[Job]:
Below are some records; reproduce every one of them exactly.

[Data listing]:
--- start ---

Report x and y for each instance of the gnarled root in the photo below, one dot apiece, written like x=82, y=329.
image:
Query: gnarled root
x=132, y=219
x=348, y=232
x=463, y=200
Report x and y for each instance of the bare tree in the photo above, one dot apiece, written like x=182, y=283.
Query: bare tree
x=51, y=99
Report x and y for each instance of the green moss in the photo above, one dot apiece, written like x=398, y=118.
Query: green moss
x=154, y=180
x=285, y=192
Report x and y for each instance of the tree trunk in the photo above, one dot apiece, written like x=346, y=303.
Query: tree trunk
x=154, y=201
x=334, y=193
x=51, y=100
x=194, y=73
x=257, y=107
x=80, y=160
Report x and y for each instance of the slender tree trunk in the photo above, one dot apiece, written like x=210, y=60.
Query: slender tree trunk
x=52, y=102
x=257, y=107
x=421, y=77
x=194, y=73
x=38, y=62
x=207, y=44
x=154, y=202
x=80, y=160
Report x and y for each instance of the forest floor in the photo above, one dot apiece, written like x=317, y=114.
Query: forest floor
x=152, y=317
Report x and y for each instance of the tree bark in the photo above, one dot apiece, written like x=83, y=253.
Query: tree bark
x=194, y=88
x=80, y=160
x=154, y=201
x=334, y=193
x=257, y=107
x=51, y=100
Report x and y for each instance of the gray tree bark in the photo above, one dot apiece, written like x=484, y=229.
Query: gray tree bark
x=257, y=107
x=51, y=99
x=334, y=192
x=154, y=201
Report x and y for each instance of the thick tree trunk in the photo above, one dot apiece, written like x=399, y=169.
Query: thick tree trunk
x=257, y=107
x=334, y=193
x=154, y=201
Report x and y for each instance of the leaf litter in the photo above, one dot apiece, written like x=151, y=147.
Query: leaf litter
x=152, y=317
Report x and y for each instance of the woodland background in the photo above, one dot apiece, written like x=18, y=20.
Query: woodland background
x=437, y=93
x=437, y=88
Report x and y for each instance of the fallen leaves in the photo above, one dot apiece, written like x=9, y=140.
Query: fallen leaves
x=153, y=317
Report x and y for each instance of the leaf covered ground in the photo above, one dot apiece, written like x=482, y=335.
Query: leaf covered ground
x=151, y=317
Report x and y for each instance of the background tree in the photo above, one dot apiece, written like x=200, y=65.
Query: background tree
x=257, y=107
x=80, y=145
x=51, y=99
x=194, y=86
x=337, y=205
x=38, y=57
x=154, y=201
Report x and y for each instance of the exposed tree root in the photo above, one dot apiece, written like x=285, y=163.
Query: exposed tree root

--- end ---

[Solution for this problem]:
Report x and y for each instance of the gnarled root in the photo below, one dot apiece, written like x=82, y=329.
image:
Query: gnarled root
x=132, y=219
x=348, y=232
x=463, y=200
Report x and y for each instance of the bare tree in the photo above, one dot apiece, written like x=182, y=283.
Query: bare tree
x=51, y=99
Report x and y for each instance of the green moss in the photo above, one dot apiece, written like x=398, y=118.
Query: green moss
x=154, y=180
x=285, y=192
Report x and y for each instance of the tree trunk in the photo above, one dot apiece, written like x=346, y=303.
Query: tree trunk
x=154, y=201
x=334, y=193
x=51, y=100
x=194, y=73
x=257, y=107
x=80, y=160
Report x and y for each instance of the slender tree trunk in the photo above, one dot apiece, written like x=210, y=60.
Query: slender tree trunk
x=52, y=102
x=257, y=107
x=421, y=77
x=194, y=73
x=38, y=62
x=207, y=44
x=154, y=202
x=80, y=160
Report x and y for each instance of the forest floor in the photo above, one dot apiece, written like x=317, y=114.
Query: forest floor
x=152, y=317
Report x and y for each instance of the tree bark in the photo above, one dot apiece, written like x=83, y=253.
Query: tree bark
x=194, y=88
x=80, y=160
x=154, y=201
x=334, y=193
x=257, y=107
x=51, y=100
Report x and y for each instance of the gray tree bark in the photo above, one dot apiece, written like x=484, y=229.
Query: gray tree bark
x=257, y=107
x=51, y=99
x=334, y=192
x=154, y=201
Report x and y for each instance of the thick tree trunk in the photo above, one dot apiece, written like x=399, y=169.
Query: thick tree trunk
x=257, y=107
x=334, y=193
x=154, y=201
Report x and y for each instance of the leaf litter in the photo above, one dot apiece, written like x=151, y=147.
Query: leaf litter
x=152, y=317
Report x and y for each instance of the woodland background in the photo above, one dot apiece, written like x=18, y=20.
Query: woodland background
x=437, y=93
x=437, y=88
Report x and y for each instance of the fallen leaves in the photo above, one dot apiece, written like x=9, y=140.
Query: fallen leaves
x=153, y=317
Report x and y for each instance of the leaf covered ground in the photo above, one dot apiece, written like x=482, y=335.
Query: leaf covered ground
x=151, y=317
Report x and y for each instance of the background tree in the photo above, one dot apiece, written like x=200, y=65.
Query: background tree
x=257, y=107
x=80, y=145
x=51, y=99
x=194, y=86
x=337, y=205
x=38, y=57
x=154, y=201
Report x and y for each instance of the exposed tree root in the photo above, one dot apiece, written like x=285, y=163.
Query: exposed tree root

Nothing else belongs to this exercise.